> _To do_
Can you print, unchanged, the part of the records below that opens with the line containing "the roof accordingly, writing one line per instance." and runs through the end of the records?

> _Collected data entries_
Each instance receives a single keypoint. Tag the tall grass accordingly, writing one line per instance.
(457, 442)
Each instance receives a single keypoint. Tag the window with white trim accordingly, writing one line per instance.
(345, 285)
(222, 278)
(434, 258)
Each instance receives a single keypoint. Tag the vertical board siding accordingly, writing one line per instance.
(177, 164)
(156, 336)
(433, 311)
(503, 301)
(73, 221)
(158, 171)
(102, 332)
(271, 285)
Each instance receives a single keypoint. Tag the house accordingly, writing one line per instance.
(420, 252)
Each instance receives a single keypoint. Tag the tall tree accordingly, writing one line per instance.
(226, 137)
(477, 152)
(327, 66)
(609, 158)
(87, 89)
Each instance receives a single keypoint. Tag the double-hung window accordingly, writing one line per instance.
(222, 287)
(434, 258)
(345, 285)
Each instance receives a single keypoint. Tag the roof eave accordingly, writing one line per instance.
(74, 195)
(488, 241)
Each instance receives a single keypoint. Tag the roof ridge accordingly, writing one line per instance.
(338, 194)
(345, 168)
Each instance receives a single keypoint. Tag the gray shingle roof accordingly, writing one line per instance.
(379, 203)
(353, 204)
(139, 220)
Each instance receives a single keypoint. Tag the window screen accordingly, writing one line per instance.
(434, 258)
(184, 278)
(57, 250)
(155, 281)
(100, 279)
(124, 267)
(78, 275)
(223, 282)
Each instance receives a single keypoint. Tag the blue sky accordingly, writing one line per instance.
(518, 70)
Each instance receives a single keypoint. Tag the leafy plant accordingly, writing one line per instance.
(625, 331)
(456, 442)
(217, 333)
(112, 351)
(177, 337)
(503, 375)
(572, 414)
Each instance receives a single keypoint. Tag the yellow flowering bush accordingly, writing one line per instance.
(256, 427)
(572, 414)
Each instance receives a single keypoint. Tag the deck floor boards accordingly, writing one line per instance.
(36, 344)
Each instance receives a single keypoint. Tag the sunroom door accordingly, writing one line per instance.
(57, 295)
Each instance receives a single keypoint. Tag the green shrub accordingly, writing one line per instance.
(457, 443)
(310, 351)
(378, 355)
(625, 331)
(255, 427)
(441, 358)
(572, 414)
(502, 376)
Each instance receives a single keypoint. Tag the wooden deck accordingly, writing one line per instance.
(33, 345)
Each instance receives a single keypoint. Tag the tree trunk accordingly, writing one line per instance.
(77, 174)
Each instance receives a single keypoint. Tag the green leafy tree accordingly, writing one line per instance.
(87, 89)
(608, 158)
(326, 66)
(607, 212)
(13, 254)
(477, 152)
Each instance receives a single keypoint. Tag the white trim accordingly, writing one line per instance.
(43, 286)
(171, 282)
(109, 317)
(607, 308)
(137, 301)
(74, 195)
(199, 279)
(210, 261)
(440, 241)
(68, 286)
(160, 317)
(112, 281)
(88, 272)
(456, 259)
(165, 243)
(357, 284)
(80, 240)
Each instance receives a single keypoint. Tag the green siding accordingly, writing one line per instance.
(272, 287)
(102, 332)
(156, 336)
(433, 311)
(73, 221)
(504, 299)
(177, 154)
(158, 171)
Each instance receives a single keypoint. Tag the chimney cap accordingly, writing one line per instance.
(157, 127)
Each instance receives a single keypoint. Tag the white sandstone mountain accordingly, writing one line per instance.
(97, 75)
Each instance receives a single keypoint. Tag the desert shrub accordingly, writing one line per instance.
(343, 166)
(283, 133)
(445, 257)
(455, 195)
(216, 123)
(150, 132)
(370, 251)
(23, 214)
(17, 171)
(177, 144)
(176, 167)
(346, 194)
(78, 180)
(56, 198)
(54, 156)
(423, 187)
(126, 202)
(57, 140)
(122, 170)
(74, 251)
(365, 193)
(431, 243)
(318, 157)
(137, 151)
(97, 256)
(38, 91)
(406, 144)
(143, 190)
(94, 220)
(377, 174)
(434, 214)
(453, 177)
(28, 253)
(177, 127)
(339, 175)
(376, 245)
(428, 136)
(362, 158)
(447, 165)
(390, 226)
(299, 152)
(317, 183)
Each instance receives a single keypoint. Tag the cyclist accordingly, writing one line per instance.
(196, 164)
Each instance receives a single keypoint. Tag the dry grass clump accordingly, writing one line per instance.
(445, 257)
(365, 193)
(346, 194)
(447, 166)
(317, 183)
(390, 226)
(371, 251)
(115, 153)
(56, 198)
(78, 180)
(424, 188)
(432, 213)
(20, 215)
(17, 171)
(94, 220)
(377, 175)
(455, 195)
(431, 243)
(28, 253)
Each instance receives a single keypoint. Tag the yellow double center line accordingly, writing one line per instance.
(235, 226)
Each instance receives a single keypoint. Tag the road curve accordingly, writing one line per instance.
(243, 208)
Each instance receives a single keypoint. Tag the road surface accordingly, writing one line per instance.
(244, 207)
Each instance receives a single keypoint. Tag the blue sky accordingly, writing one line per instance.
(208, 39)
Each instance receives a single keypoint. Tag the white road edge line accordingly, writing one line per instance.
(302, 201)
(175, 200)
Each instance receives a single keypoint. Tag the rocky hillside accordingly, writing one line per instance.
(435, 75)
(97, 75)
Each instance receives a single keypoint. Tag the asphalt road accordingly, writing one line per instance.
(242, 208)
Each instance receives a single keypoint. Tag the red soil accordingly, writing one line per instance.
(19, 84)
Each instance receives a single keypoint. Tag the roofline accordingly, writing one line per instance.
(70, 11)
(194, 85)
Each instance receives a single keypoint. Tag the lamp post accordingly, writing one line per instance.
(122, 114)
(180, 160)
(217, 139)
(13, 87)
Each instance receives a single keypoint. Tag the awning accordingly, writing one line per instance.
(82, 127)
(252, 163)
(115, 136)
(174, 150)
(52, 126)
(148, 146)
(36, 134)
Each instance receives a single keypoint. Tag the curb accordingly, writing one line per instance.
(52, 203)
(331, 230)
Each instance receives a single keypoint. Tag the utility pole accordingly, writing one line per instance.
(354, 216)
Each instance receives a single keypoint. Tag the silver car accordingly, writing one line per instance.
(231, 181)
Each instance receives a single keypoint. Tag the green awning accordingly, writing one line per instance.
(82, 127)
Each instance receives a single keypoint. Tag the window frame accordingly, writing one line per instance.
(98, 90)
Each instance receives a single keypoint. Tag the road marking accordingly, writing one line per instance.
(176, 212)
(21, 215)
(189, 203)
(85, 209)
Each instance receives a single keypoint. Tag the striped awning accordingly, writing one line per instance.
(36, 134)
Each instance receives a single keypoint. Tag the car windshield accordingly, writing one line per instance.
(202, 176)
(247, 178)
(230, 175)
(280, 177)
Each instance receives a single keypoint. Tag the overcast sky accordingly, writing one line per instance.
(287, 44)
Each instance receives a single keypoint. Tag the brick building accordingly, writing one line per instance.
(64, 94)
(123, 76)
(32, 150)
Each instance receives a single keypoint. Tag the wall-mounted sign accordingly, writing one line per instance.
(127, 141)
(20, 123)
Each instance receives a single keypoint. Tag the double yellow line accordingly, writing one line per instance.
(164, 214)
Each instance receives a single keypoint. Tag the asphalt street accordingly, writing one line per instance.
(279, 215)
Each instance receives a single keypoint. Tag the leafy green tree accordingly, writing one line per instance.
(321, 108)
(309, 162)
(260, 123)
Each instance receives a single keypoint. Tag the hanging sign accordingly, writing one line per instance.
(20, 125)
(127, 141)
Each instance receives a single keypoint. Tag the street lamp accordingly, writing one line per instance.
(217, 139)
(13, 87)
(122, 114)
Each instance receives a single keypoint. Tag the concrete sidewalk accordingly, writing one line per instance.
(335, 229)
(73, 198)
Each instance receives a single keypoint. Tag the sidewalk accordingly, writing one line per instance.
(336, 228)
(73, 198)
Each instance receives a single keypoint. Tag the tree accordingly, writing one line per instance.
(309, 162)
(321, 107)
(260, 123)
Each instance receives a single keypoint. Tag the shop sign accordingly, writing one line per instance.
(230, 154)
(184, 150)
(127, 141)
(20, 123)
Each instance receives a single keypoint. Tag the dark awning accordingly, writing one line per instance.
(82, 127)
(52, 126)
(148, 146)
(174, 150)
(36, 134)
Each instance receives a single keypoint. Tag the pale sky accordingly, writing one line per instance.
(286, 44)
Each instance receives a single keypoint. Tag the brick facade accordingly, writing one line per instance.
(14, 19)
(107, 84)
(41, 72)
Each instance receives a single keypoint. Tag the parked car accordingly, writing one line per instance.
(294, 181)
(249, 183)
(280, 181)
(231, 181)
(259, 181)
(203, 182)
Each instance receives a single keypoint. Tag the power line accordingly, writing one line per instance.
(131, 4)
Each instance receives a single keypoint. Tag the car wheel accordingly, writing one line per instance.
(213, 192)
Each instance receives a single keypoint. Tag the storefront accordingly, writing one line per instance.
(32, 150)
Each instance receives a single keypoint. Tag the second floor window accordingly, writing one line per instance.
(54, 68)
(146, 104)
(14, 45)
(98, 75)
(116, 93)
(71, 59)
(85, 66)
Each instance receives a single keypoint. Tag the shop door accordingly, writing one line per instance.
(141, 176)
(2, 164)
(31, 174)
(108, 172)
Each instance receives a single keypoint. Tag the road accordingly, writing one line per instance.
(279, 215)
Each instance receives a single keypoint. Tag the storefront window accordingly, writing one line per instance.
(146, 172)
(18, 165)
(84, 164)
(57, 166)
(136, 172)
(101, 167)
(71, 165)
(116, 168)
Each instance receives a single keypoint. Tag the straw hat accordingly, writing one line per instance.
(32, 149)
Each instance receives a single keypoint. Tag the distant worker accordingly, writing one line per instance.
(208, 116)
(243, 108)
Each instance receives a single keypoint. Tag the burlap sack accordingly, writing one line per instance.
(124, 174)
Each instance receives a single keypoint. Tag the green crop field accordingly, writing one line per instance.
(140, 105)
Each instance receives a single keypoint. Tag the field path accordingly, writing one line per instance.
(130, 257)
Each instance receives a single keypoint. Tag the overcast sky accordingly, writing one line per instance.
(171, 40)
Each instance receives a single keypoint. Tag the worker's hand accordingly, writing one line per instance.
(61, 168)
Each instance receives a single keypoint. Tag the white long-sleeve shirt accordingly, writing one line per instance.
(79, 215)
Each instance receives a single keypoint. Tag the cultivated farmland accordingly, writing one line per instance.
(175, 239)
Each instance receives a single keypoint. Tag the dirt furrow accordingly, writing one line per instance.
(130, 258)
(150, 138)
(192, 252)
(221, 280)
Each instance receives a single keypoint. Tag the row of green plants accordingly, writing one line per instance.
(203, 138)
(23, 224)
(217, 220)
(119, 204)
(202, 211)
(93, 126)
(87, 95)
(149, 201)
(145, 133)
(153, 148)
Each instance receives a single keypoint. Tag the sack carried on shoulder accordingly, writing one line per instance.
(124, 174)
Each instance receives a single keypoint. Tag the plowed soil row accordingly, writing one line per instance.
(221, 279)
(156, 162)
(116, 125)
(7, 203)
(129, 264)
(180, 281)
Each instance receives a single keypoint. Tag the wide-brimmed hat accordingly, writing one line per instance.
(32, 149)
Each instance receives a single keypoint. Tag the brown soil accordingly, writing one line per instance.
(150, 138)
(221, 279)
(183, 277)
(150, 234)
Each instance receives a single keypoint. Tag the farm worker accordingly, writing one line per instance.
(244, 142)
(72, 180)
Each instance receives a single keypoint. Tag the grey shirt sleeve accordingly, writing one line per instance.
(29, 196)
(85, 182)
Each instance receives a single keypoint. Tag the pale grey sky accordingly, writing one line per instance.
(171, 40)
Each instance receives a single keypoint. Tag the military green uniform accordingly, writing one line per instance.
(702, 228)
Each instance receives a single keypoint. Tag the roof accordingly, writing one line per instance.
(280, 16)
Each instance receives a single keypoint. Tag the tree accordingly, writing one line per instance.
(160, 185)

> _The reply_
Each instance receives a single keypoint. Tag the roof accordingly, writing one line per instance.
(280, 16)
Each instance receives a single keypoint. Tag the tree accordingly, writing one line per instance.
(160, 185)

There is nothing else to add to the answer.